**DATA RECORDS:**

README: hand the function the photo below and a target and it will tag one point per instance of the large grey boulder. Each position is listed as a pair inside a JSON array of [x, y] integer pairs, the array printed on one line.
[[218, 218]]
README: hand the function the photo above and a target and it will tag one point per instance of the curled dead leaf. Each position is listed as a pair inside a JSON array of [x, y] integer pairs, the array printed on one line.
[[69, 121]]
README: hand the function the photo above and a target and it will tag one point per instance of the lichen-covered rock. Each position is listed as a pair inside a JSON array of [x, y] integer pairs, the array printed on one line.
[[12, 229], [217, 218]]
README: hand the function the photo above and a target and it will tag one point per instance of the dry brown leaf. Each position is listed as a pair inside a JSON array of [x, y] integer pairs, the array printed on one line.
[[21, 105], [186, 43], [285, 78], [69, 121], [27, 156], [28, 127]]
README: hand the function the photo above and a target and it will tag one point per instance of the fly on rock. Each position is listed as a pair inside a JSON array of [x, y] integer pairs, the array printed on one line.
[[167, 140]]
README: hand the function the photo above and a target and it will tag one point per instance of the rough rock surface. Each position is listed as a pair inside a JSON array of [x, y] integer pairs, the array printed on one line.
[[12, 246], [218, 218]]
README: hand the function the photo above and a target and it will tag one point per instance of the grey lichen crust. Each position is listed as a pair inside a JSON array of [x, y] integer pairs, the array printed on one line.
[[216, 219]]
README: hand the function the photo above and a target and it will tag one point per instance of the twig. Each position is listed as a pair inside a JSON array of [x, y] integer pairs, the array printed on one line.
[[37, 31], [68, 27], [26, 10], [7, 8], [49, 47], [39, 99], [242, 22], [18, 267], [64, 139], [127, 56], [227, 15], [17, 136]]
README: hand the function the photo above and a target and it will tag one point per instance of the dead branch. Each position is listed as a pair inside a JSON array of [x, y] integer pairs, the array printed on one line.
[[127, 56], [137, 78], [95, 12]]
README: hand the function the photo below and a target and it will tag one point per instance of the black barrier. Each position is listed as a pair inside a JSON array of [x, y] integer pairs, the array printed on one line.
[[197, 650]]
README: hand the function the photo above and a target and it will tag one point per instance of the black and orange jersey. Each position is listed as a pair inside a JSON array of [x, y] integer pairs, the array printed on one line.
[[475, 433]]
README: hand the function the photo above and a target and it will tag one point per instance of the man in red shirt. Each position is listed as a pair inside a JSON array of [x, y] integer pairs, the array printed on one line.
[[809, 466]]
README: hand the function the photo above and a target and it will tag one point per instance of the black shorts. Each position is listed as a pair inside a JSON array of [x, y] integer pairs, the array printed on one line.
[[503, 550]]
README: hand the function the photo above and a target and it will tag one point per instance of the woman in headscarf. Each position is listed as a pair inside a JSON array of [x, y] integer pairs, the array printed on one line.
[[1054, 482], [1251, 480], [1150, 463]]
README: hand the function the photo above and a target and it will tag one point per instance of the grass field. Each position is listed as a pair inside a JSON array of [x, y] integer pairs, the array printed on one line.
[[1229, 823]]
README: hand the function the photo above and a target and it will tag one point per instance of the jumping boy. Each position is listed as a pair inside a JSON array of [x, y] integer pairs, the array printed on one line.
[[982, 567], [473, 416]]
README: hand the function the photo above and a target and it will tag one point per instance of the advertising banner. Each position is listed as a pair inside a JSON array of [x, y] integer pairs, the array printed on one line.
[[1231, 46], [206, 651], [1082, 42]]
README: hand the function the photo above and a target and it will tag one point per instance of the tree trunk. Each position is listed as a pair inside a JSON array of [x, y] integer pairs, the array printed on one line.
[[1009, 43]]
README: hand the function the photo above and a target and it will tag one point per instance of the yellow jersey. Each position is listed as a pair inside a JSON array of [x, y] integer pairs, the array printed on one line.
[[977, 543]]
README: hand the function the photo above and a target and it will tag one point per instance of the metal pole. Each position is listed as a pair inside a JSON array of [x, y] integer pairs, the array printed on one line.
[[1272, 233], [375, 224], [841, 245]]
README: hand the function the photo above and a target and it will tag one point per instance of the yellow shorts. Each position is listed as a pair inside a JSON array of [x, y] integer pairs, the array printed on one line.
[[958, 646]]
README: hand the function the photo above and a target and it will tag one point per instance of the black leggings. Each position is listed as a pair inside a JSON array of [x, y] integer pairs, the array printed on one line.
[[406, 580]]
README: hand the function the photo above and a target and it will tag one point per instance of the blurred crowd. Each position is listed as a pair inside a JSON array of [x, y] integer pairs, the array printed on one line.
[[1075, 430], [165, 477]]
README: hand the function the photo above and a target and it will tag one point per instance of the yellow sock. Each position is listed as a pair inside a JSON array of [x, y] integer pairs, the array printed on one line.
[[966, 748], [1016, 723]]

**WHAT IS REQUIRED:** Starting with the first line of the records above and going on through the line containing "[[218, 218]]", write those lines out again, requests included, with every coordinate in the answers multiplied by 1.7 and rounded to a whole number, halves rounded up.

**THE COMPLETED TASK:**
README: hand the function the photo below and a target and it will tag one point per instance of the large grey boulder. Each position is listed as a pair inside a JSON array of [x, y] integer pairs, the array printed on one line.
[[371, 371]]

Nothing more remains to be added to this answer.